Passage shown
=-=-=-=-=

Fundraiser launched after bar staff made redundant hours before meeting

On Wednesday, the 13th Note announced that it had been 'forced' to close its doors and appoint liquidators.

Fundraiser launched after 13th Note bar staff in Glasgow made redundant hours before meeting Google Maps

A fundraiser has been launched to support workers from a Glasgow bar and music venue which closed down amid a dispute with staff members.

On Wednesday, the 13th Note announced that it had been “forced” to close its doors and appoint liquidators.

A total of 18 staff members will lose their jobs due to the closure after its owner, Jacqueline Fennessy, claimed Unite the Union had “sabotaged” the business.

A fundraiser, with a target of £5,000, has been launched by Unite Hospitality to raise money to “protect the workers against the immediate hardships of redundancy and our campaign towards reclaiming the venue”.

Earlier this month staff members voted to take strike action in demands for “drastic improvements” to health and safety measures at the venue, and to secure better wages.

Workers staged a walk out from Friday July 14 to Sunday July 16, in what Unite the Union said was the first bar workers’ strike across the UK in over 20 years.

There had been plans to take action every weekend until August 6.

On Wednesday, Ms Fennessy released a statement announcing the closure of the venue and claimed that Unite had subjected the bar to a “repeated onslaught on social media and the wider press with false and misleading stories that have been published unchecked” which led to revenue decline.

Bryan Simpson from Unite Hospitality, said: “Unite had a firm commitment to meet with ACAS, a meeting which the owner called for, and promises that redundancies would be paused. Then, without even speaking with the staff, the owner has reneged on this and went to the media with a sob story whilst leaving her workers high and dry.

=-=-=-=-=

Problem to solve
Translate this sentence from the article on the 13th Note closure into French: "There had been plans to take action every weekend until August 6." The listing that comes after this point is unrelated to the article on the 13th Note closure.

Material shown
=-=-=-=-=

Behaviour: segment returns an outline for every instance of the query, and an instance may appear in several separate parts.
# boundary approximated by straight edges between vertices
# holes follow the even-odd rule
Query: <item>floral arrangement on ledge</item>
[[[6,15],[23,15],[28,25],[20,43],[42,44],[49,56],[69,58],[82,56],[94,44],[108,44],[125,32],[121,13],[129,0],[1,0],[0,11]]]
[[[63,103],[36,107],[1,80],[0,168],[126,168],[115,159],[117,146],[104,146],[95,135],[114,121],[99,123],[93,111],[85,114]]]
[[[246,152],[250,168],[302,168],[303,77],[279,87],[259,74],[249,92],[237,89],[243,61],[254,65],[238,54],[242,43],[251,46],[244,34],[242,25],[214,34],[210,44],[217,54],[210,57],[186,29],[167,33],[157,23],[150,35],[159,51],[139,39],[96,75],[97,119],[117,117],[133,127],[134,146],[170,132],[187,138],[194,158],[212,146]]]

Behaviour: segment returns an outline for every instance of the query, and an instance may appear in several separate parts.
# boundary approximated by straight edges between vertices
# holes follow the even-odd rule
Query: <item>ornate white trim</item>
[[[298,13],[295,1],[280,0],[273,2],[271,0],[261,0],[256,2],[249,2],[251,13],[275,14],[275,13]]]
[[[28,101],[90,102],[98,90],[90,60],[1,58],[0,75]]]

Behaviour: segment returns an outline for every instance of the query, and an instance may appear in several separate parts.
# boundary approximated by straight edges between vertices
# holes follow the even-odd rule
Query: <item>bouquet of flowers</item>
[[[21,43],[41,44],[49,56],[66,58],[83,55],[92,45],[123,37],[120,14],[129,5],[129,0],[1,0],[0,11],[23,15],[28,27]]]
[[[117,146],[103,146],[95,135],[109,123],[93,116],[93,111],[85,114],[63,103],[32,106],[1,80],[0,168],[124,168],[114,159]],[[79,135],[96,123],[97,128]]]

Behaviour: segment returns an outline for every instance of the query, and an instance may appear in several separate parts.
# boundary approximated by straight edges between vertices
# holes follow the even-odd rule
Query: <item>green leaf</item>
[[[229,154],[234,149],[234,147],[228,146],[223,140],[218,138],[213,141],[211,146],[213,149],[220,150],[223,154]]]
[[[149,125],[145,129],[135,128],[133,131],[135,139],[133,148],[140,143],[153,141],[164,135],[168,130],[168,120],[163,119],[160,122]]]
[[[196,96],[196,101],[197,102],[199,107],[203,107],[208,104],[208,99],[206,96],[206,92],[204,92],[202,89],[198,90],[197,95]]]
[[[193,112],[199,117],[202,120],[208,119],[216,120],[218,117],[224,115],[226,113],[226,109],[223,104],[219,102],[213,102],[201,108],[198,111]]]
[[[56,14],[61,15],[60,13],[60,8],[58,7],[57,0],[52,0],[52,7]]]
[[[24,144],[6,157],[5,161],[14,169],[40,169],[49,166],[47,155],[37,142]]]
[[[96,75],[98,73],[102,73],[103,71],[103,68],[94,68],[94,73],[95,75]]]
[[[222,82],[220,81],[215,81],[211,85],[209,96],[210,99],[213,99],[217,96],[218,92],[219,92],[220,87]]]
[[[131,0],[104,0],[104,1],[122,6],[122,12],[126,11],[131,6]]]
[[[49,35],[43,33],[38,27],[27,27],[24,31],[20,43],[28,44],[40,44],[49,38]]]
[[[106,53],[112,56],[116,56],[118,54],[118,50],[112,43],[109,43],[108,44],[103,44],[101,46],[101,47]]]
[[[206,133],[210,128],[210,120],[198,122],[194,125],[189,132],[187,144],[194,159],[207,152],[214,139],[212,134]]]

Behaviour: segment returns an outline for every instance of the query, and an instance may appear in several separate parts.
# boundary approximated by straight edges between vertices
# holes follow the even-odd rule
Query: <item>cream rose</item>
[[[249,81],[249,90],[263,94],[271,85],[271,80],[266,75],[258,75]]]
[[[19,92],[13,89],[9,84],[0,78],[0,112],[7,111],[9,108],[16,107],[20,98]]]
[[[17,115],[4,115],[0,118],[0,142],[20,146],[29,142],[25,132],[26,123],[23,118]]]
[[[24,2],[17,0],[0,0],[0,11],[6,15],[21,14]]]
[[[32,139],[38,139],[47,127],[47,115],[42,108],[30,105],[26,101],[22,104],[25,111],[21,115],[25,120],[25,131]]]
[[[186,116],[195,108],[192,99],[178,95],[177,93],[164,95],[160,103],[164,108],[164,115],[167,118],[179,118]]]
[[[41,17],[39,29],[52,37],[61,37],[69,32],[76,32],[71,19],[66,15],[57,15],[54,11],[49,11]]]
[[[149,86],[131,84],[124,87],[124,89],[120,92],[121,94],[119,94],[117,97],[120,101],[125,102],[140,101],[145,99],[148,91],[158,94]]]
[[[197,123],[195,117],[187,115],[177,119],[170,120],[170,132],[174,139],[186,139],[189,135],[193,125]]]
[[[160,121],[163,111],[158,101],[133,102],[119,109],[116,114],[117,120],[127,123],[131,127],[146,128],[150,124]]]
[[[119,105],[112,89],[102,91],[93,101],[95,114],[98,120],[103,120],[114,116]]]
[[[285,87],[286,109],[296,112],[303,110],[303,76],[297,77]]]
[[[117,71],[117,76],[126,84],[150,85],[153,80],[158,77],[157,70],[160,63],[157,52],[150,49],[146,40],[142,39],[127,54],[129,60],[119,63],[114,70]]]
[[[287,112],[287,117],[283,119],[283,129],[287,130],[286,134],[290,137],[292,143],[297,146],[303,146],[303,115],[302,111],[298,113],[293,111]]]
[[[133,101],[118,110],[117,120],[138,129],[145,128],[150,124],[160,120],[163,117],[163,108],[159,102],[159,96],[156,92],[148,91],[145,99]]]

=-=-=-=-=

Task output
Il était prévu de mener des actions chaque week-end jusqu'au 6 août.